[Provided records start]

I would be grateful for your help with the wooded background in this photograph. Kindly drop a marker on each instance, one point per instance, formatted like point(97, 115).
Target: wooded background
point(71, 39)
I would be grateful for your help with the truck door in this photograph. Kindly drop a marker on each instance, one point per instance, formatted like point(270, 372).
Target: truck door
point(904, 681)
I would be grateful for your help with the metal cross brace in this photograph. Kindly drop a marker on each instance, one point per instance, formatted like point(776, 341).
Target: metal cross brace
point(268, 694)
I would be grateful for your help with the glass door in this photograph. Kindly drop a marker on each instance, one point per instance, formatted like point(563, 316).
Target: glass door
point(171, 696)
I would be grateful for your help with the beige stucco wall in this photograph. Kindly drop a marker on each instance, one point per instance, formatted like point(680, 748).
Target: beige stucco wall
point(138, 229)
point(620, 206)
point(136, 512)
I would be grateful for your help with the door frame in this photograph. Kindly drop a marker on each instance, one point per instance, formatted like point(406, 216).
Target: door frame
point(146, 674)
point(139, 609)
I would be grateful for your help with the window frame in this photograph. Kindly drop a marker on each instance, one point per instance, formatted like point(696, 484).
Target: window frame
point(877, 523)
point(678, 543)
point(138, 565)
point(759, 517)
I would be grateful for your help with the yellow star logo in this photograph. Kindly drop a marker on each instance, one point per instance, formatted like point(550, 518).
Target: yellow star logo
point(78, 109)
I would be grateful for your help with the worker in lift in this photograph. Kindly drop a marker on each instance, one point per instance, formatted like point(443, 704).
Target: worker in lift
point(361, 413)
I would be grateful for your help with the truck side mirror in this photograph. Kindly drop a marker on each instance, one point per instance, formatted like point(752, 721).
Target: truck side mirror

[Provided records end]

## Written exercise
Copy out the listing above line for line, without changing a single character.

## The response
I would be grateful for your help with the wooded background in this photograph. Kindly drop a marker on each instance, one point per instance, formatted like point(97, 115).
Target: wooded background
point(71, 39)
I would be grateful for your help with the truck door in this photograph. Kindly drop a marker on each instance, one point per instance, formatted like point(270, 372).
Target: truck door
point(904, 681)
I would be grateful for your help with the metal cross brace in this photograph. Kindly drop a marker on each instance, one point per instance, formatted like point(776, 341).
Target: metal cross brace
point(268, 694)
I would be grateful for your help with the glass door in this photograph. Kindly drop a marker on each instance, one point per instance, formatted like point(563, 316).
Target: glass door
point(171, 696)
I would be grateful for your help with the beige stucco wall in this photograph. Kindly drop a marker on each instance, one point per instance, formatted like point(680, 748).
Target: beige stucco wall
point(138, 229)
point(620, 206)
point(136, 512)
I would be grateful for your help with the door frame in this photograph. Kindly drop a marker on each instance, one point per instance, formatted like point(406, 216).
Target: door frame
point(146, 674)
point(139, 609)
I would be grateful for your help with the window frame in this photograph. Kindly drop a marker on each instance, one point per instance, formatted like point(696, 484).
Target: window frame
point(877, 523)
point(678, 543)
point(138, 565)
point(759, 517)
I would be grateful for your help with the yellow star logo in this photograph. Kindly drop a marker on each instance, one point per instance, formatted like point(550, 518).
Target: yellow star logo
point(78, 109)
I would be grateful for your help with the worker in lift in this photograph. Kindly drop a marker on each instance, one point per instance, formatted like point(443, 704).
Target: worker in lift
point(361, 413)
I would be grateful for your help with the truck side mirror in this photograph. Kindly drop a marker on each instance, one point per instance, formatted like point(752, 721).
Target: truck side mirror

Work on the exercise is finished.